Passage shown:
Please Leave the Leaves!
by Lisa D. Watson
The other day I saw a person’s arm tattooed entirely with a honeycomb. Stylistically, honeycombs make super cool patterns (and tattoos). For honey bees, a honeycomb is an efficient architectural mass of hexagonal cells built from wax to save space for their babies and to store honey and pollen. I was a bit curious though and wished I had asked the individual if they knew that approximately 90% of bees don’t form a honeycomb colony (and honey bees are not native to the US). That’s right, most North American native bees nest in ground holes, amongst leaves, or in cavities such as in tree trunks or crevices in buildings.
There are approximately 20,000 or more known bees worldwide and the honey bee is only a small percentage. The Western honey bee (Apis mellifera) naturally occurs in Europe, the Middle East, and Africa. American settlers from Europe brought these worker bees over to help with agriculture in the early 17th century. The East African lowland honey bee (Apis mellifera scutellata) was introduced to Brazil in 1956 in an effort to increase honey production. The 26 swarms that escaped quarantine in 1957 started to creep up North and were found in Texas in 1990. Africanized honey bees (hybrids between the Western and East African lowland honey bees) are considered invasive in Hawaii, Texas, Arizona, New Mexico, Australia, among other places.
For so many, honey bees symbolize environmentalism or even prosperity. Although they are important to agriculture, honey bees are kind of little assholes because they often destabilize natural ecosystems by competing with North America’s native bees for pollen. Honey bees are aggressive because their sole purpose is the survival of the colony and protecting their queen. Approximately 200 types of solitary bees live in the US, which make up 75% of the bee population worldwide. Native examples are digger bees, mason bees and sweat bees.
I’m onboard to “save the bees!” and like to occasionally have a teaspoon of the sweet gooey nectar, but the honey bees are least in need of saving. It’s our native bees that need our help!
In the Spring, whenever I see a bumble bee (Bombus pensylvanicus), I can’t help the tears of joy from bursting from my eyes. Seeing that teddy-bear-looking bee means it survived the winter and avoided careless gardening. Like the honey bee, the bumble bee lives in a colony. The difference between the two is that bumble bees are ground nesters and are not aggressive. Unfortunately, many Americans hire a mow-blow-and-go team who carelessly demolish the poor bumble bee's home in the ground.

Assignment 1:
In the bee article, what year were the escaped swarms found in Texas?
Assignment 2:
Write the next part of the bee article, picking up after its final sentence.

Stored entries:
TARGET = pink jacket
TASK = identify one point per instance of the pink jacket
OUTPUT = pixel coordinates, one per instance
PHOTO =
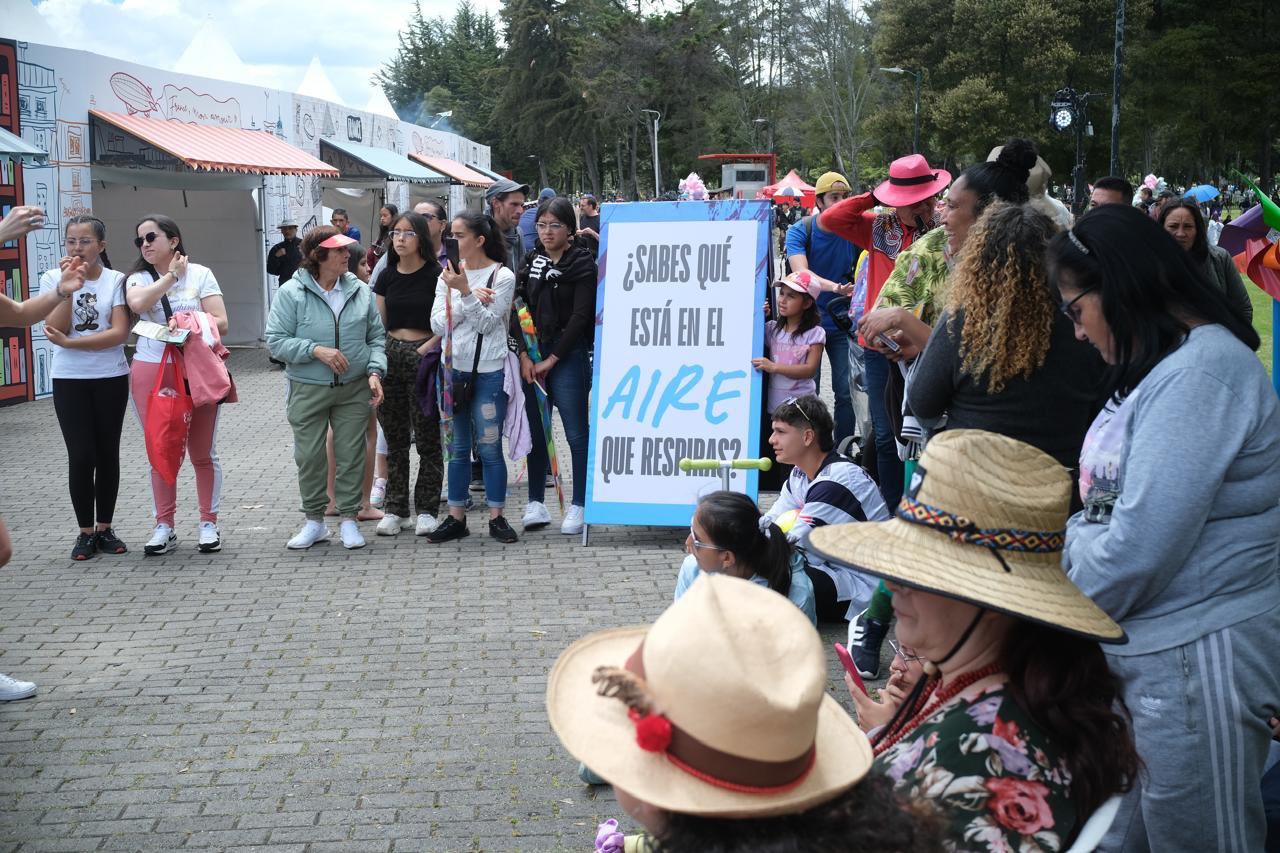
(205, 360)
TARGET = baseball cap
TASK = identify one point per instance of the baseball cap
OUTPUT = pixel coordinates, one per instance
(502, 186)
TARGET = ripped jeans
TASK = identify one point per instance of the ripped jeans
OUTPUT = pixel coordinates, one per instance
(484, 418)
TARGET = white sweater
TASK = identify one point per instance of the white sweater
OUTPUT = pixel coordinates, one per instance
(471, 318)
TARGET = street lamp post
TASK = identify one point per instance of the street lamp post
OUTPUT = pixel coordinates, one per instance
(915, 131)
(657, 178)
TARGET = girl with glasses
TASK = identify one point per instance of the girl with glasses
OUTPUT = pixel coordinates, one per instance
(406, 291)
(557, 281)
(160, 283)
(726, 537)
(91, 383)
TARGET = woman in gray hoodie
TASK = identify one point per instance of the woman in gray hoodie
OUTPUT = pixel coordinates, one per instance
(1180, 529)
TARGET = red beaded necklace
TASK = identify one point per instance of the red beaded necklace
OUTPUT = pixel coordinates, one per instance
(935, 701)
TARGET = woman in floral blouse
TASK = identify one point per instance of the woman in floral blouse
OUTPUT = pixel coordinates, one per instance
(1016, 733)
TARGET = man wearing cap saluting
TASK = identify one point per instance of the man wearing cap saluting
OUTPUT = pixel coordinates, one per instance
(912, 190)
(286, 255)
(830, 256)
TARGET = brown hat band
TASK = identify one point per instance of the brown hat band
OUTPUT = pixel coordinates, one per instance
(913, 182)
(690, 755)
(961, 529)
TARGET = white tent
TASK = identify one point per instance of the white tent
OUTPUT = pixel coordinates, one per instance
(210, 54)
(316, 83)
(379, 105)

==

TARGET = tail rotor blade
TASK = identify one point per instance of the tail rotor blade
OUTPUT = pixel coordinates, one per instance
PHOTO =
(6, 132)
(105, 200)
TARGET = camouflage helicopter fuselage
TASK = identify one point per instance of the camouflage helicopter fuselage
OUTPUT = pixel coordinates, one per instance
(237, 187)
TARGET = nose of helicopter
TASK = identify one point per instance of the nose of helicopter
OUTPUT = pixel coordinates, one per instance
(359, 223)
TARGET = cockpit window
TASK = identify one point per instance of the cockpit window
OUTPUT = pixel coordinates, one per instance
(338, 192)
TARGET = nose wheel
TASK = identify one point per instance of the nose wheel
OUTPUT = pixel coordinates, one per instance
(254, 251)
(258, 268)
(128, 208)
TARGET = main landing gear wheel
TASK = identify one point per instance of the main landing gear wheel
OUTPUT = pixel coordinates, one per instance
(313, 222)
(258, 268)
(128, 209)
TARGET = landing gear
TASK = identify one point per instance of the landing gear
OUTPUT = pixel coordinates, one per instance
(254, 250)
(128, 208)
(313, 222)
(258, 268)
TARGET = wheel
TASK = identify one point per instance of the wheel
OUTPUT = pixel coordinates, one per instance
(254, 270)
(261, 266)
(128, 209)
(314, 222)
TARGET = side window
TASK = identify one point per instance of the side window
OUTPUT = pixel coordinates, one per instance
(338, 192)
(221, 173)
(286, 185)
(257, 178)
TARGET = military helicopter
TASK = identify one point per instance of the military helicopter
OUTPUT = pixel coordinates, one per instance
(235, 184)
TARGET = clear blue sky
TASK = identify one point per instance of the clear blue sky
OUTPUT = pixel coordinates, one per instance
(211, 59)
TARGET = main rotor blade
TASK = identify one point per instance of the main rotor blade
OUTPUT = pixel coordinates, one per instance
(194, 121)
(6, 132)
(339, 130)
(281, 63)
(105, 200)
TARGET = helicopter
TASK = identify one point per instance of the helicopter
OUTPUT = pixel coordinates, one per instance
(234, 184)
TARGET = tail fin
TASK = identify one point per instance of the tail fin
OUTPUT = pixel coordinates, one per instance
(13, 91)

---

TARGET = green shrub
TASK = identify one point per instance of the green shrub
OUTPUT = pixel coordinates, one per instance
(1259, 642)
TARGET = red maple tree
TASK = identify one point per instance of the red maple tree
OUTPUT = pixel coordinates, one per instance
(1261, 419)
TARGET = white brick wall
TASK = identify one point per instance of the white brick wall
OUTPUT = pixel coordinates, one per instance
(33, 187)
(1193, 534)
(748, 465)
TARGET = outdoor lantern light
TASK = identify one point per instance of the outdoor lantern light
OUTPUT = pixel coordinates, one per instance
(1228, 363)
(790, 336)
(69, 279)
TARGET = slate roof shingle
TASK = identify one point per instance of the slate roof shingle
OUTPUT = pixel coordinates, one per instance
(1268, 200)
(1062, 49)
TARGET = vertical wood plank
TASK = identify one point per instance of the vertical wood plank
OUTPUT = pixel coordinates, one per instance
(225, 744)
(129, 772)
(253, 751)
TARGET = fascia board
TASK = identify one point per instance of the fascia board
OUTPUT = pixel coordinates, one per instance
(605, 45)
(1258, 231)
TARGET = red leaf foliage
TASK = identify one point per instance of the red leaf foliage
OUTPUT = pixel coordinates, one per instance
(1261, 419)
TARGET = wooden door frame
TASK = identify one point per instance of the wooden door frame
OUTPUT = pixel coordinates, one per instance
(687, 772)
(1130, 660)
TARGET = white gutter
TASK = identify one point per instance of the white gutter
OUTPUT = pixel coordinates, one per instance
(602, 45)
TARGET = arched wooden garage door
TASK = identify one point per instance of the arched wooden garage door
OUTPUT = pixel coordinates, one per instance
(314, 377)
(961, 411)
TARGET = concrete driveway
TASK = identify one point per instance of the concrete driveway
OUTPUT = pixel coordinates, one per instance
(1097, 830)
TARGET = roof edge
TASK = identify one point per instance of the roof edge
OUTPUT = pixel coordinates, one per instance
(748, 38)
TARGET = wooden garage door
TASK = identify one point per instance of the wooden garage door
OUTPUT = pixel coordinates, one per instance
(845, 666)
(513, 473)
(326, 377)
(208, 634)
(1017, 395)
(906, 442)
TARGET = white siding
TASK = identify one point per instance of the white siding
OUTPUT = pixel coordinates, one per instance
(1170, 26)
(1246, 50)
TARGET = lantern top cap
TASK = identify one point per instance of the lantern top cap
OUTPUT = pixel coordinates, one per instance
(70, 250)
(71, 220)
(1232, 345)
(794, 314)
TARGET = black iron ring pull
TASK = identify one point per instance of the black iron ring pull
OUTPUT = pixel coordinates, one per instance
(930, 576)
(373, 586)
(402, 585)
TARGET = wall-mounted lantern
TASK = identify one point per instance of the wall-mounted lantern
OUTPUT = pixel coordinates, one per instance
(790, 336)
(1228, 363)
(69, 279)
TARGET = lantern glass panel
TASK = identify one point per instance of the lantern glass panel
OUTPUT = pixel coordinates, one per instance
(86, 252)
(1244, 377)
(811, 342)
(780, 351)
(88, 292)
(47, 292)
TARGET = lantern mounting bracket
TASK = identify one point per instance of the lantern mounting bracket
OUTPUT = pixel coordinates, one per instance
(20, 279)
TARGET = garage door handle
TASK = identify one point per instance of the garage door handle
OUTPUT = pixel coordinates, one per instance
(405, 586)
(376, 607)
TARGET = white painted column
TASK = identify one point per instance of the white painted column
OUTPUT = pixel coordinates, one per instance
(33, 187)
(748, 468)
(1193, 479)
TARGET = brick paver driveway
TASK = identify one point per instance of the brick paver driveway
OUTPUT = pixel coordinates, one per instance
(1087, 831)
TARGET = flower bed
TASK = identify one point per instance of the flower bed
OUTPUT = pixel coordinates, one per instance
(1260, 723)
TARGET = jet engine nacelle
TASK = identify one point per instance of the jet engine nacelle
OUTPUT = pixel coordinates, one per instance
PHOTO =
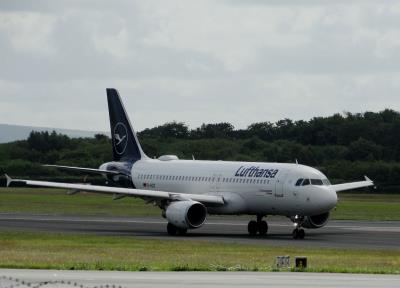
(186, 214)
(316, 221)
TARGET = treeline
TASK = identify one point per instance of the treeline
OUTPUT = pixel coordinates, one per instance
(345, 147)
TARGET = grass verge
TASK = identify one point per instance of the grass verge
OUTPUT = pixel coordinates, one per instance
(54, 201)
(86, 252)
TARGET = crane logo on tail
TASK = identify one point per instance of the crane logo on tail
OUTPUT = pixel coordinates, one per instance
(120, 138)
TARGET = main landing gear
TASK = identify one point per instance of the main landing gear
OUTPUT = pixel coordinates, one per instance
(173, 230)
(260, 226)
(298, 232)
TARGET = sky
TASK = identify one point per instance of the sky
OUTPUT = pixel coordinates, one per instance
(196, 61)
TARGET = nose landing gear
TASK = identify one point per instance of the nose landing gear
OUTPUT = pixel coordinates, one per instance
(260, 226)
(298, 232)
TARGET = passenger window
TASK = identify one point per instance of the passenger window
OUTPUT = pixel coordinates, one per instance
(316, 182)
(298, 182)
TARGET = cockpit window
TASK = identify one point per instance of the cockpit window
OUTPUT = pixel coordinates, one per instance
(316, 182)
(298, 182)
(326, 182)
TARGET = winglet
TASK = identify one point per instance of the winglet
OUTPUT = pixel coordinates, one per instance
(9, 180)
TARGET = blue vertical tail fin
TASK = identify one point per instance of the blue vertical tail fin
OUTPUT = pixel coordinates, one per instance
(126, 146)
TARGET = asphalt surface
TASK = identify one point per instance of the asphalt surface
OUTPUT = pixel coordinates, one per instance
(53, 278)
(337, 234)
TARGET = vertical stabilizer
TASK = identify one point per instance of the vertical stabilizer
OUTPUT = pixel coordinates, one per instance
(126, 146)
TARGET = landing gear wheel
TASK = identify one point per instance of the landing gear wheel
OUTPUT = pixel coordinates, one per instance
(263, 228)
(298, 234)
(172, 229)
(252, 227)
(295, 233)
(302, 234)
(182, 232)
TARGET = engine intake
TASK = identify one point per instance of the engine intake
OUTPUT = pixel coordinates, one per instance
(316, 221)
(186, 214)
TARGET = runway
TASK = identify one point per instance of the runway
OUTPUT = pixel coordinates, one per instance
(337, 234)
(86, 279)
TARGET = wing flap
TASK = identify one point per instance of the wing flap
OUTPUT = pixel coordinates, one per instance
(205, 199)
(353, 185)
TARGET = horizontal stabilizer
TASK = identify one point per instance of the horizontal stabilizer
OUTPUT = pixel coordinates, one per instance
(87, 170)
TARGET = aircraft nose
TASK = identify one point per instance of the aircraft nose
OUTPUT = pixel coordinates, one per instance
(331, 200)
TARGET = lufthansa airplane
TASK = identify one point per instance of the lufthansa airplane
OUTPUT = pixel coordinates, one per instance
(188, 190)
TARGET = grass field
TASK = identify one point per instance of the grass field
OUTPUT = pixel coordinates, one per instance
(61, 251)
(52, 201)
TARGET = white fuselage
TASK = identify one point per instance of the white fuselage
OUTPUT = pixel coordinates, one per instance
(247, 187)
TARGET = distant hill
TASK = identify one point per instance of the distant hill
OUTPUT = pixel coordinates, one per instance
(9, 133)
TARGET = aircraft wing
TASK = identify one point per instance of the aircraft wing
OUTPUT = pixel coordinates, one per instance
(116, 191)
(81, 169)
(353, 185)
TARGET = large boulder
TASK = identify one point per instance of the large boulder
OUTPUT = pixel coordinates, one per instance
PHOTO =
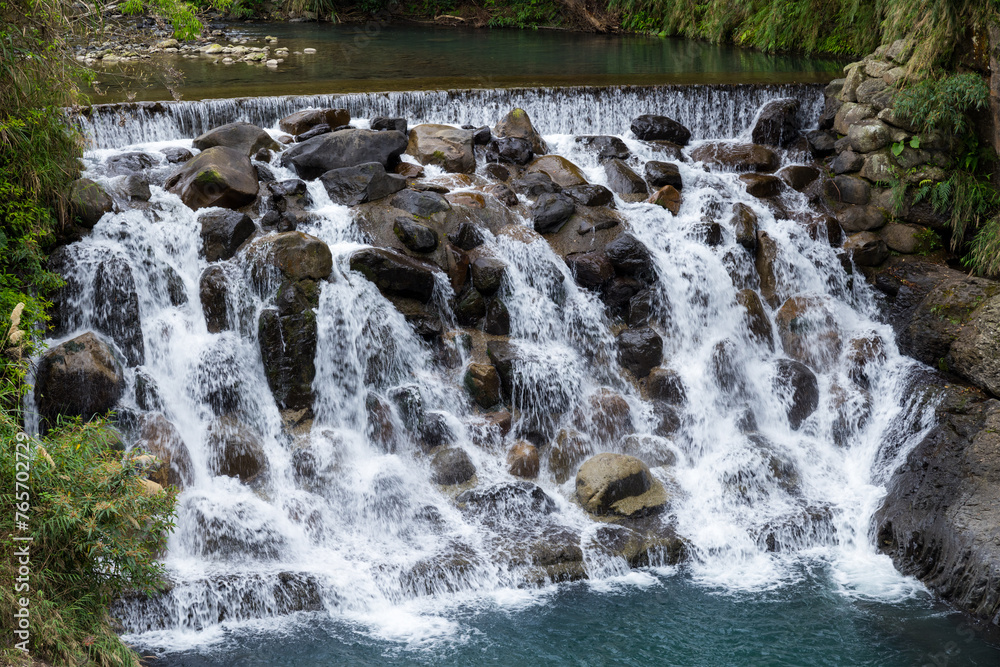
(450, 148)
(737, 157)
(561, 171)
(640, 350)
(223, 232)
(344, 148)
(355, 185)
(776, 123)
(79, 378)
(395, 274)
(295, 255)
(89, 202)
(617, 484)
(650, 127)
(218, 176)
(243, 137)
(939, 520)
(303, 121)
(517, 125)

Answer box 1:
1990

Answer box 2:
When I hear those gas-guzzling machines, so many exasperated thoughts collide in my head and heart:
#1. Many of those hired “landscapers” know nothing about, well, the landscape.
#2. Gasoline is gross.
#3. Loud… SO, SO LOUD!
#4 Oh crap, now that the leaves are gone and the sod is mowed, is the herbicide next?
And,
#5. You’re fucking blowing away pollinators!
Along with native bees, I wonder what else they’re blowing away. Butterfly chrysalises? Moth cocoons? Beetles? Ladybugs? Fireflies? Most of these insects are ground nesters.
If there are gods, it’s our trees! If there are angels, it’s our pollinators! Trees supply shade and clean air for all of us. They also provide water and food for caterpillars, shelter for birds and other wildlife, and those precious LEAVES! When did leaves become such a nuisance? Our tree gods drop leaves for us to use as mulch to enrich our soil and create shelter for the pollinating angels. Instead, we blow and bag the leaves for the dump. Imagine if you were born a pollinator and woke up in a landfill. Ugh… We need native pollinators to survive! No pollinators = no food. We need our leaves!
Here’s what I do in an attempt to have a sustainable garden practice: My home’s driveway is permeable gravel. You cannot rake rocks. So I take our electric blower approximately four times a year and blow the leaves off the rocks into a pile. I take this pile of essential leaves and disperse them into the flower beds about two to three inches thick. If you’re fortunate enough to have trees, you don’t need to go to the big box retailer to buy mulch in plastic bags. Trees already provide you what you need for free! After a few years, our sandy soil is now a beautiful shade of brown.
It’s that simple! Leaving the leaves will help restore native pollinators and your garden’s soil!
And if you choose to tattoo yourself while creatively advocating to “save the bees,” skip the honeycomb and consider leaves.
LEAVES ARE DEFINITELY THE BEE’S KNEES!